▶ _WORK TO BE COMPLETED_: Count how many lines of the entries below contain the string "hair", treating uppercase and lowercase as different, and give only that number.

▶ _MATERIAL FOR THIS TASK_:
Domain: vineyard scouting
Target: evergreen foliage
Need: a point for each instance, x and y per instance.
...
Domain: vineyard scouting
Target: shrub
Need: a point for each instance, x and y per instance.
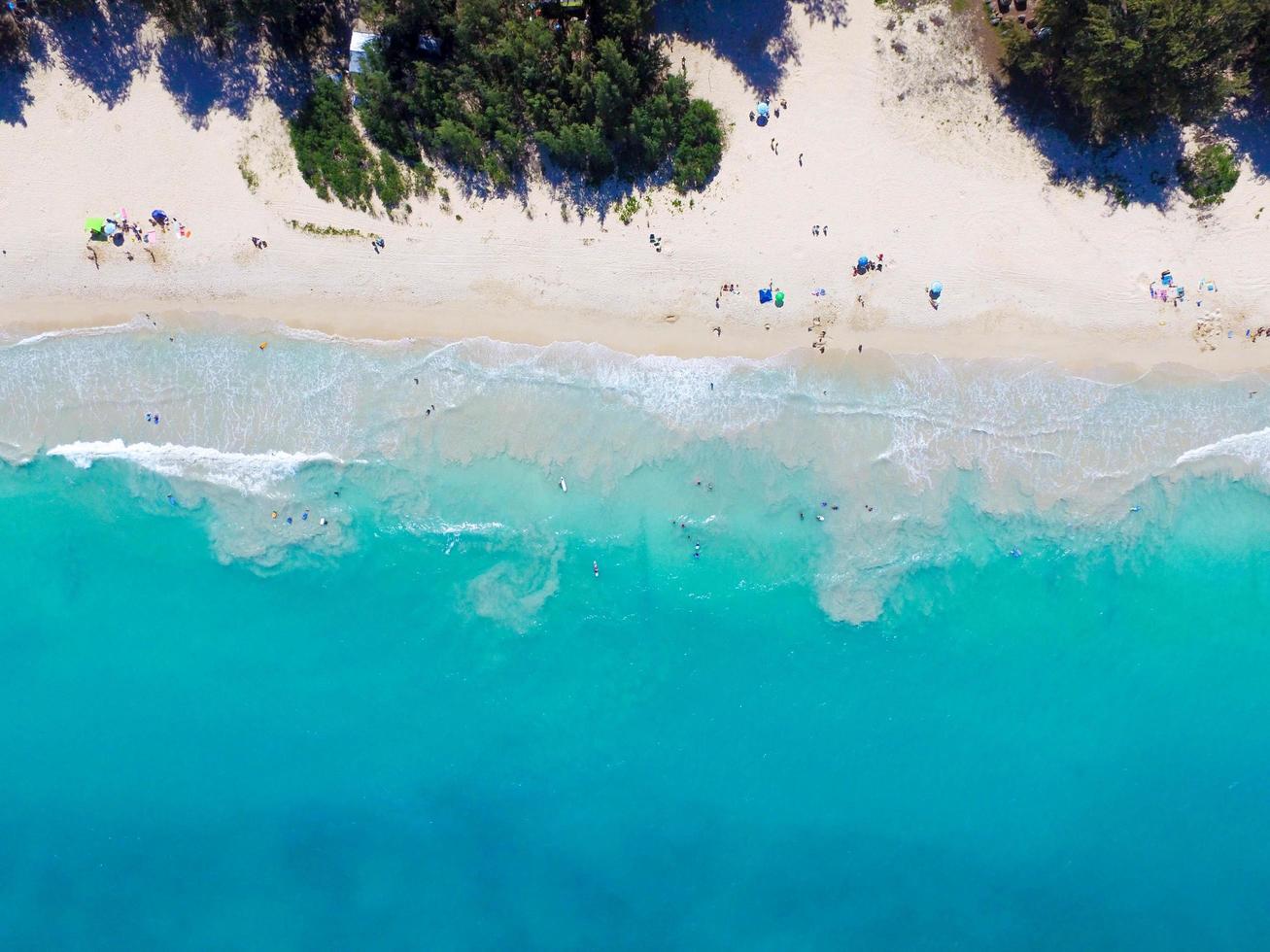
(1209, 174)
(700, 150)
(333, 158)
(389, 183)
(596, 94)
...
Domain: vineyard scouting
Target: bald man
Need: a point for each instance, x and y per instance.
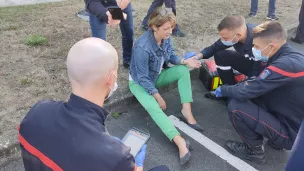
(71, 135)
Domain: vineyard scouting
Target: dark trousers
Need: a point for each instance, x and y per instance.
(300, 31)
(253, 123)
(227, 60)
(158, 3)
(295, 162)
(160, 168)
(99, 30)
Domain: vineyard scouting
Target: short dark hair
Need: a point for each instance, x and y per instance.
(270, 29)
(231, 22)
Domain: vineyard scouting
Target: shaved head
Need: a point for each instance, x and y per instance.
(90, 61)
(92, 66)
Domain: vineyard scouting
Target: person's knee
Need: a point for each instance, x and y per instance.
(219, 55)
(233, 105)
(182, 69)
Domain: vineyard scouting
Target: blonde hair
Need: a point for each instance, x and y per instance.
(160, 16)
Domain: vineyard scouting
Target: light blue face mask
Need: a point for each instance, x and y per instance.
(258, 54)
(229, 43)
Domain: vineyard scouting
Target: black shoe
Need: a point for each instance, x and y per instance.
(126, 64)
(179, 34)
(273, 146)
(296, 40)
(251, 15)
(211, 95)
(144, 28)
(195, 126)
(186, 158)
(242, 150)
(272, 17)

▶ _EXERCISE RESPONSE_: 2